Task requirements
#1 Update the cardiac PET scan text: rewrite everything from "1. To be screened" down to "will be helpful.", changing "bypass surgery" to "bypass operation".
#2 In the cardiac PET scan text, how long does the test itself take?

Text block
There are 4 main reasons to have a cardiac PET scan:

  1. To be screened for early heart disease in patients who have no symptoms or have chest discomfort and have high cholesterol levels or a strong family history of heart disease.
  2. To check on the status of the coronary arteries in patients who have known coronary artery disease or who want to check on the progress of reversal treatment or other interventions (every 3-5 years or sooner if new symptoms develop).
  3. To determine the need for a coronary stent or coronary bypass surgery when blockages are found on an angiogram.
  4. To check on the viability of the heart muscle. If a large amount of heart tissue is scarred because of a heart attack, the heart will not pump well. The amount of damage and percentage of the heart affected will help doctors determine appropriate treatment including whether or not bypass surgery will be helpful.

image of how a pet scan is done

How is a PET scan done?

The PET scan is a non-invasive outpatient test that is performed at the Weatherhead PET Imaging Center in Memorial Hermann Hospital. After a brief interview with a registered nurse, the patient is positioned in the donut-shaped camera while pictures of the heart are taken at rest and under a medication induced stress condition. The test itself takes about 1½ hours. Patients referred by their private physician will be released and a full report of the results will be sent to their physician.

For an additional consultation fee, or for self-referred patients, the visit will include a detailed medical evaluation, review of the PET results, review of any other medical data brought in, and review of potential treatment needed by medical director K. Lance Gould, MD. If the consultation is included, the complete visit will take approximately 3 hours.

how do pet scans differ from other tests

How do PET scans differ from other tests?

Clinical studies have shown that PET scans are more accurate than other widely used tests such as ECG (electrocardiogram), treadmill testing and standard nuclear stress tests such as SPECT (single photon emission computed tomography). These tests are associated with “false positive” and “false negative” results. False positives are results that show coronary heart disease where none really exists. False positives can lead to people undergoing unnecessary invasive procedures. Because PET scans are so accurate, they are often used to confirm other tests if a false positive or false negative is suspected. “False negatives” are normal results when coronary heart disease really exists. False negatives can lead to undetected heart disease.

Heart Scans (Fast CT) can detect the presence of calcium in the coronary arteries but can’t tell you if the calcium is affecting blood flow in the arteries. PET gives you both; information on the presence of calcium and an accurate quantitative measurement of the blood flow in the coronary arteries.

Medical Insurance Coverage

image of the entrance to the clinic

A PET Scan can be ordered by your physician and billed to insurance.
The ordering physician should send an order for the PET along with patient insurance information.  The ordering physician who has the patient’s medical history should do pre-authorization.  Orders should be faxed to 713-500-6615 and our office will contact the patient to schedule and review the financial coverage. A full report will be sent to the ordering physician. The Weatherhead PET Center has contracts with the following insurance companies:

  • Blue Cross – HMO, PPO, Traditional
  • United Healthcare
  • Cigna (MedSolutions)
  • Aetna
  • Mhealth
  • Medicare
  • Humana
  • Amerigroup

Our billing office will let you know if any payment is due before your appointment is scheduled. Patients will be responsible for their deductible and for the remainder of the charges not reimbursed by insurance. (Not to exceed the insurance allowable charge).

Data for analysis

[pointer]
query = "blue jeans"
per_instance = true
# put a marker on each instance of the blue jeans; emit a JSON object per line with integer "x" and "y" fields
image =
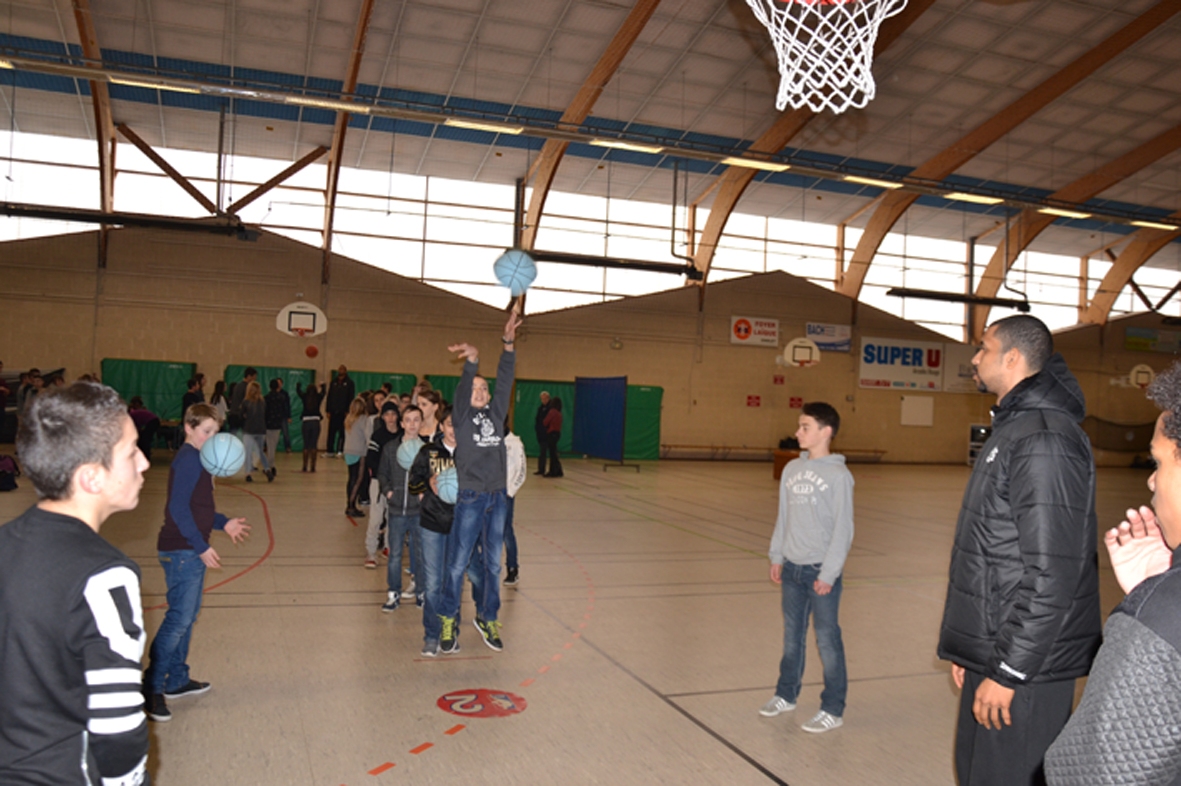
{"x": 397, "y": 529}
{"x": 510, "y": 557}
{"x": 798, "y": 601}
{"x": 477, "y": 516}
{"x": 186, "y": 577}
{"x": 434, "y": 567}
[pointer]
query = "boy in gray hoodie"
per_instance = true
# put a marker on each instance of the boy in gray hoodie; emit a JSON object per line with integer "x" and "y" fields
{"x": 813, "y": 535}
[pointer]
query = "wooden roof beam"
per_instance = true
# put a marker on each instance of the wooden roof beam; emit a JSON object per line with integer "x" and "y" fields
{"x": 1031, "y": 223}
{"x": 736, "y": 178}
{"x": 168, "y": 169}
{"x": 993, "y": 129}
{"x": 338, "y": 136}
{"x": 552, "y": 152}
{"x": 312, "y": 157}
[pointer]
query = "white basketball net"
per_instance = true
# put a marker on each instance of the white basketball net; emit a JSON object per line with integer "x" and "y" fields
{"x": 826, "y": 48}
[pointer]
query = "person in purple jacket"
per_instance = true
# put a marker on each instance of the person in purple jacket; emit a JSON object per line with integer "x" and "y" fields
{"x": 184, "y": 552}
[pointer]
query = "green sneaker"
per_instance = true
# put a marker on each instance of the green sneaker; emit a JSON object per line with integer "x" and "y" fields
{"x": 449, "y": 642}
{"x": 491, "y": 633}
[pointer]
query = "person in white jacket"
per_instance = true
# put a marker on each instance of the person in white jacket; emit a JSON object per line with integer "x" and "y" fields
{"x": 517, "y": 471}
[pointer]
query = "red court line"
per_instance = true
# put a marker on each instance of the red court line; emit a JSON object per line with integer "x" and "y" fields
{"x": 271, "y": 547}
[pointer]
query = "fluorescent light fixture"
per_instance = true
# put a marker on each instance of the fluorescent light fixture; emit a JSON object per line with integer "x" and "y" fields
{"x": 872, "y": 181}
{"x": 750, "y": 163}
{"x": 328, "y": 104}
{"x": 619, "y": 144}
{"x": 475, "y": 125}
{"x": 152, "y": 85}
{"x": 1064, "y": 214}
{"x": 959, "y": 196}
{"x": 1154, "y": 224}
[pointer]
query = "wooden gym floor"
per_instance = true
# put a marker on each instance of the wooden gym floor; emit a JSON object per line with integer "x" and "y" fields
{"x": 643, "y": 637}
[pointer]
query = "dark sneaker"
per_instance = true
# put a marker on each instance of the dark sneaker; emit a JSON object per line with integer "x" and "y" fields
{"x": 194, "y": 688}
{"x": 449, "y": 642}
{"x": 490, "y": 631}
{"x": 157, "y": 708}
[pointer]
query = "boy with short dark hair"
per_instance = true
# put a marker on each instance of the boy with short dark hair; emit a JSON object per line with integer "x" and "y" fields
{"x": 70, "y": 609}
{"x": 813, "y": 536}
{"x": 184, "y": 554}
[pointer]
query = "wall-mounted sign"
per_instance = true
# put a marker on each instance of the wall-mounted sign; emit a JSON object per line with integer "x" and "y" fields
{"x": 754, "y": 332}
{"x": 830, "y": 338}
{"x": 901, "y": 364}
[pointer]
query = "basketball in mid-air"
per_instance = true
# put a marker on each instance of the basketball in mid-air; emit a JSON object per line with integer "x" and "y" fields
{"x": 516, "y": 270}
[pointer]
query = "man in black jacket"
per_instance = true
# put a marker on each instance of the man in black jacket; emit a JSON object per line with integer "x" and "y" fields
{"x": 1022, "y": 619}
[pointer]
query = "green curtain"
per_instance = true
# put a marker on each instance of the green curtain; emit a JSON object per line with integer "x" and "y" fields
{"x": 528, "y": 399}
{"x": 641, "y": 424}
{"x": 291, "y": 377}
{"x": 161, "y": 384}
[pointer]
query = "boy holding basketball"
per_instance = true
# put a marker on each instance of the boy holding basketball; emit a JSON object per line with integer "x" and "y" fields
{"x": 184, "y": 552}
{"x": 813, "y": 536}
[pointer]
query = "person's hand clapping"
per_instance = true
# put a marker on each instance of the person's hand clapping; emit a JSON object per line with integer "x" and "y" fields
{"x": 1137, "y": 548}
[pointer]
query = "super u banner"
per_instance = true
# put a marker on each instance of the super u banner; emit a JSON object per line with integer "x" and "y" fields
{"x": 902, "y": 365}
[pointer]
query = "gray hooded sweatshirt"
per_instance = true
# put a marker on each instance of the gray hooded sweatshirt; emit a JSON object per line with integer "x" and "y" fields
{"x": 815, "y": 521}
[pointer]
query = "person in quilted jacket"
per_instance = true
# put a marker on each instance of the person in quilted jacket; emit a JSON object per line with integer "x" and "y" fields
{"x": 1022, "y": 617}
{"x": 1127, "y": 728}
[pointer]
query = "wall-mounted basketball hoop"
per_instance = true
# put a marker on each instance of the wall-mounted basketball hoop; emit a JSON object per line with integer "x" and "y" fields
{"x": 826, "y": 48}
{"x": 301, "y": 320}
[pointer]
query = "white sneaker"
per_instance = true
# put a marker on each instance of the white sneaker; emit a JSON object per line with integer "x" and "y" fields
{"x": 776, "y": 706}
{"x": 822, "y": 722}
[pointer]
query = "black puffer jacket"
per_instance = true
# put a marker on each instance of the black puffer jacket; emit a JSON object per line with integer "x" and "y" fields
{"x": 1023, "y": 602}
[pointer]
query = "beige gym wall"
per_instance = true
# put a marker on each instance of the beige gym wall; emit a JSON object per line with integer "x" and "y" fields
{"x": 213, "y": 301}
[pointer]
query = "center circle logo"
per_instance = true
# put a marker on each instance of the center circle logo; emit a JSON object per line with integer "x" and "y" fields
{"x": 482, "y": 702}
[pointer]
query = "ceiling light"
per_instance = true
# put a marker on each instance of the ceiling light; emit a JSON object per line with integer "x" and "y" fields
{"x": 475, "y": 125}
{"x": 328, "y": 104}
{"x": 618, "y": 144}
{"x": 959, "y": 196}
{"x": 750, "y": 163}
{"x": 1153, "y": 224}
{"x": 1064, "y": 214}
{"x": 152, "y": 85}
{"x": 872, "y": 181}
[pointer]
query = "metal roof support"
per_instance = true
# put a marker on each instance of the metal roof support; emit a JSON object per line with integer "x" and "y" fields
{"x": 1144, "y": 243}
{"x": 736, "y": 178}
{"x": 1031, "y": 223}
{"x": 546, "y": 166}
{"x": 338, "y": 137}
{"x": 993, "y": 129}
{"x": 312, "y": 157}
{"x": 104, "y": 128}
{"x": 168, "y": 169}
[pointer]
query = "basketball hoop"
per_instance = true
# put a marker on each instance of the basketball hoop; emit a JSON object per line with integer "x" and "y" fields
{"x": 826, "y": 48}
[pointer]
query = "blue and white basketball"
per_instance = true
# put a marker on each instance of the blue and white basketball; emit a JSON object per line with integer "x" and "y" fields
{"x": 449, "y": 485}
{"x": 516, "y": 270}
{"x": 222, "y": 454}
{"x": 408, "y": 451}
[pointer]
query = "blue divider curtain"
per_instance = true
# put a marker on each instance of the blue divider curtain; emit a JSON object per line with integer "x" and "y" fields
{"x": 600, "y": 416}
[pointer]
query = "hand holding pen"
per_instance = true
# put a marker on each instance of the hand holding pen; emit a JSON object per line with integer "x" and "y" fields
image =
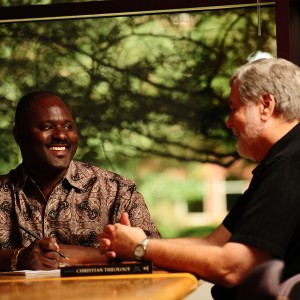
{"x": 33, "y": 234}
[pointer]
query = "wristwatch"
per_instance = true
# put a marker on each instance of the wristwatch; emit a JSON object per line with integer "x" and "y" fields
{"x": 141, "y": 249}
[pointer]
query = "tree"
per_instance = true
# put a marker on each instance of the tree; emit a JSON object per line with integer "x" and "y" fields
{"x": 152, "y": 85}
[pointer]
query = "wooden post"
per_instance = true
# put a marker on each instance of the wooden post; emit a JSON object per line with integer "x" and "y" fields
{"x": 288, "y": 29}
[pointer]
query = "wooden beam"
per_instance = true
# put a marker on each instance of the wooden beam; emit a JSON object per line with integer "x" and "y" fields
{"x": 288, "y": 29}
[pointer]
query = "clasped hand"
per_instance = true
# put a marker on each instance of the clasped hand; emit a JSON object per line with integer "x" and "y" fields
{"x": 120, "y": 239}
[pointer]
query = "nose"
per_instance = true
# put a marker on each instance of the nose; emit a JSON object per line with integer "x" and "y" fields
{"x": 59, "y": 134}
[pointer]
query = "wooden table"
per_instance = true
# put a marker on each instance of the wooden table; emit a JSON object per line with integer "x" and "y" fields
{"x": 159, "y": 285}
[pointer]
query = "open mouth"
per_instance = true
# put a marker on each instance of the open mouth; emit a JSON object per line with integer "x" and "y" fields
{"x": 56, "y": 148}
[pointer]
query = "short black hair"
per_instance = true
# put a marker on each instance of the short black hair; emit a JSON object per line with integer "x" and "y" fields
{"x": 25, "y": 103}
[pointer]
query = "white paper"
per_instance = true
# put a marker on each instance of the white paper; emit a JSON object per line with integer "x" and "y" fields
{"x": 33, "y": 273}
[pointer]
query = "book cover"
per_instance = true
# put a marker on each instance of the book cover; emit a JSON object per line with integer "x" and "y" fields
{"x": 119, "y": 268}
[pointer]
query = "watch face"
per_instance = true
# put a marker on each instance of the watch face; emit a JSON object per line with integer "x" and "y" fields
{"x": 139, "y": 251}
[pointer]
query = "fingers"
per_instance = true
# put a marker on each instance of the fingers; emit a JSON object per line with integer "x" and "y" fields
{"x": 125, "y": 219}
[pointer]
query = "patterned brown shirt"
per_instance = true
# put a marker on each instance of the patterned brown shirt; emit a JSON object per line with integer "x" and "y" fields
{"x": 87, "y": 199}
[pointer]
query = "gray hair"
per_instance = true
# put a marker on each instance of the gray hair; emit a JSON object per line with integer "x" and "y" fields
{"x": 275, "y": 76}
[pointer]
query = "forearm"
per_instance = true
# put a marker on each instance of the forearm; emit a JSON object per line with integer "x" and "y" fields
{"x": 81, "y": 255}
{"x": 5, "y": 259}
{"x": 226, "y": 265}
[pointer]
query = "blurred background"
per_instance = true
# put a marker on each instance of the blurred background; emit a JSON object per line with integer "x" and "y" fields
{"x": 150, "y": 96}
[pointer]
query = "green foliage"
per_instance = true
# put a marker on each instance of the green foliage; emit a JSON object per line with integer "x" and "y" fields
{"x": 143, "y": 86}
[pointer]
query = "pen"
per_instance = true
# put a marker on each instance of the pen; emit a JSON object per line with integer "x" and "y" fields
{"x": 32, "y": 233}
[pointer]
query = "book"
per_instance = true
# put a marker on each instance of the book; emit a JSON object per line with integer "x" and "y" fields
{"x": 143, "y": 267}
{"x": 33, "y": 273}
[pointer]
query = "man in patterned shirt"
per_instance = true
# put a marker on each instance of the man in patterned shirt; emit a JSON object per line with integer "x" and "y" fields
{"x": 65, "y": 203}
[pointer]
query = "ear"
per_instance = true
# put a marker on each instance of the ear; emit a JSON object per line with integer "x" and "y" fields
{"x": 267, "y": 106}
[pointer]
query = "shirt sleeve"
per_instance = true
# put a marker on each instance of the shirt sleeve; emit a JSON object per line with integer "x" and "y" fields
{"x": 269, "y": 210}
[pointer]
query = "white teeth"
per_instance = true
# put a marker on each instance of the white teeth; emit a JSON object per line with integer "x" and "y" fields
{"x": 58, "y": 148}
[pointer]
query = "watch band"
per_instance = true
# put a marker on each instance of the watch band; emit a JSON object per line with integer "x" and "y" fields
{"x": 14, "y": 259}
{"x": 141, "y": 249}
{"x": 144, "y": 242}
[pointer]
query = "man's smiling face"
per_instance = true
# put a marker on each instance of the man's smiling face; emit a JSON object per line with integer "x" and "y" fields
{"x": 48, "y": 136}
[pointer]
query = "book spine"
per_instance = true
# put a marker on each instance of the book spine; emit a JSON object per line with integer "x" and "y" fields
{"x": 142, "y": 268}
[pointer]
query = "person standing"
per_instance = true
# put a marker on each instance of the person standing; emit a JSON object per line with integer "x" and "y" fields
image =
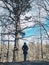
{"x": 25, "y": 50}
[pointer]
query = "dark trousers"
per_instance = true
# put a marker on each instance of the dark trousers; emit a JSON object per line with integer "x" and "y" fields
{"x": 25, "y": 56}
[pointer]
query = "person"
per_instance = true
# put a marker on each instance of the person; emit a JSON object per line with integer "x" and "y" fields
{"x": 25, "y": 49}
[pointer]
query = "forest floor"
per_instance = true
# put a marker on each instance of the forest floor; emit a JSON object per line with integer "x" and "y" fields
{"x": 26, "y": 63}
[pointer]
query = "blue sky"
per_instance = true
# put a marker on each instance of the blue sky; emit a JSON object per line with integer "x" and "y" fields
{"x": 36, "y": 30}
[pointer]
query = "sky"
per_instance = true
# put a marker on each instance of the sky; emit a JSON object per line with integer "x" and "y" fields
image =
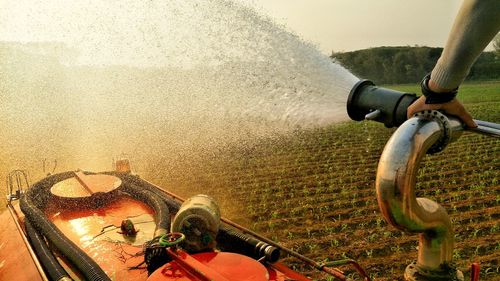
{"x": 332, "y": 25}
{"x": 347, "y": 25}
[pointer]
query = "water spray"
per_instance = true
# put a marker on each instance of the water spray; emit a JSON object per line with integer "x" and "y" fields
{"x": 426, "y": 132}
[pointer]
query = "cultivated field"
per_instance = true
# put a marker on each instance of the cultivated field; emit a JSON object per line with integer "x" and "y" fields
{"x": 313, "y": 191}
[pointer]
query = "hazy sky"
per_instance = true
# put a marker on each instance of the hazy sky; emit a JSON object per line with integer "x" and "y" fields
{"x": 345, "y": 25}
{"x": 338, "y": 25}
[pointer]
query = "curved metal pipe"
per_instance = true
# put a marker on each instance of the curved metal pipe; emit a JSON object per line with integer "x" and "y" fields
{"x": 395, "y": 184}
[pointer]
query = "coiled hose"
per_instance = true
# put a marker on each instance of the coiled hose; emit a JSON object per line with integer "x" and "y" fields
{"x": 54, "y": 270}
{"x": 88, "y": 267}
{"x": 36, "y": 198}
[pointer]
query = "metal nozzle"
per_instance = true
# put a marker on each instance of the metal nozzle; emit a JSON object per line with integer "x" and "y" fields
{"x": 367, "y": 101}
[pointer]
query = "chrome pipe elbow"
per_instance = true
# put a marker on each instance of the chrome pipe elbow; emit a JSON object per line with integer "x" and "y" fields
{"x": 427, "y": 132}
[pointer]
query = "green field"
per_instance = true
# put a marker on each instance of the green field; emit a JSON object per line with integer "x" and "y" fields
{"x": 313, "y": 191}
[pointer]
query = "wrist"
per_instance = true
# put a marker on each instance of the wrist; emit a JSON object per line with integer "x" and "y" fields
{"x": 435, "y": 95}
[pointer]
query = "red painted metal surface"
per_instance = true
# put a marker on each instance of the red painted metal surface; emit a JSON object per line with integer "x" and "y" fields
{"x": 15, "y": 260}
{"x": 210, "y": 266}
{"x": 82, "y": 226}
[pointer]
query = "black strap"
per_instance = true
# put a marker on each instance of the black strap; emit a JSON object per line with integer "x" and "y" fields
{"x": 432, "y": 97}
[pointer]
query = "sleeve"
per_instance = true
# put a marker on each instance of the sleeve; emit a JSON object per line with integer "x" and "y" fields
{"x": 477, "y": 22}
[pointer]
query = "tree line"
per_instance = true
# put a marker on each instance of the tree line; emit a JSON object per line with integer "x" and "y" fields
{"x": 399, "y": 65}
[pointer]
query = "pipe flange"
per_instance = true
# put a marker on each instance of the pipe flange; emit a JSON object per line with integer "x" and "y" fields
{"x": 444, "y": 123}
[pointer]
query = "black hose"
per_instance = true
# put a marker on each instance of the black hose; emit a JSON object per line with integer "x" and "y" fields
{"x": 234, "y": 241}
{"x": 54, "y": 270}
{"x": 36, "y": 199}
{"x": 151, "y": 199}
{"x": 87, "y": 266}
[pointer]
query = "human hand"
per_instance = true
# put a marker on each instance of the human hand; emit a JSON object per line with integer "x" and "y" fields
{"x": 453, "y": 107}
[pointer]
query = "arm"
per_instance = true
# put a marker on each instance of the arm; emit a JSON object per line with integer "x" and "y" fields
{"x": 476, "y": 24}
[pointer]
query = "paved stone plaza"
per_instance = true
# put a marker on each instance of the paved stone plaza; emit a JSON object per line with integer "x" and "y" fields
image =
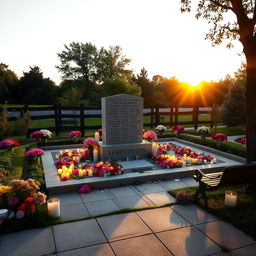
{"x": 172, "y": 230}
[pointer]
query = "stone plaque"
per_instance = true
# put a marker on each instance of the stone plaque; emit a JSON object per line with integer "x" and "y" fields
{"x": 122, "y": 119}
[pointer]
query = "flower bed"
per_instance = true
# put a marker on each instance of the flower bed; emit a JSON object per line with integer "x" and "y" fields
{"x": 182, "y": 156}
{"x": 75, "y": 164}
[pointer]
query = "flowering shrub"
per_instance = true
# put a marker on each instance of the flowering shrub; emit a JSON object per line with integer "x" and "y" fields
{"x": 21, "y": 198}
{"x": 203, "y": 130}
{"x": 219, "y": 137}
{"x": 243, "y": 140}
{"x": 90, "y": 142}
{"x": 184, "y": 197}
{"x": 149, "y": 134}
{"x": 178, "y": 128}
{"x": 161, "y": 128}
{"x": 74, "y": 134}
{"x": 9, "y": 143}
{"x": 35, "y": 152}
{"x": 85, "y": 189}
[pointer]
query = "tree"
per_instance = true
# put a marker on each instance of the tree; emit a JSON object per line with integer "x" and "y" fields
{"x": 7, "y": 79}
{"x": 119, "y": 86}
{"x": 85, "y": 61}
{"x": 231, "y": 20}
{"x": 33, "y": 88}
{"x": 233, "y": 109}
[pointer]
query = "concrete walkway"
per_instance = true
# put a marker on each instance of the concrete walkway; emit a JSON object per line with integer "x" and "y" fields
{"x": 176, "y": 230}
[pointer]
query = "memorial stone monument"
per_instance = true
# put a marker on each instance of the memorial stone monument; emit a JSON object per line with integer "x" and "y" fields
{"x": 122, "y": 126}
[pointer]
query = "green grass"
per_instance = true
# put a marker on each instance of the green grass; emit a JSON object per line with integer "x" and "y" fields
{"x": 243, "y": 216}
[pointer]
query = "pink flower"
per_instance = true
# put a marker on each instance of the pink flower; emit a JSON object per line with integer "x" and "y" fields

Task results
#1
1. To be screened for early heart disease in patients who have no symptoms or have chest discomfort and have high cholesterol levels or a strong family history of heart disease.
  2. To check on the status of the coronary arteries in patients who have known coronary artery disease or who want to check on the progress of reversal treatment or other interventions (every 3-5 years or sooner if new symptoms develop).
  3. To determine the need for a coronary stent or coronary bypass operation when blockages are found on an angiogram.
  4. To check on the viability of the heart muscle. If a large amount of heart tissue is scarred because of a heart attack, the heart will not pump well. The amount of damage and percentage of the heart affected will help doctors determine appropriate treatment including whether or not bypass operation will be helpful.

#2 About 1½ hours.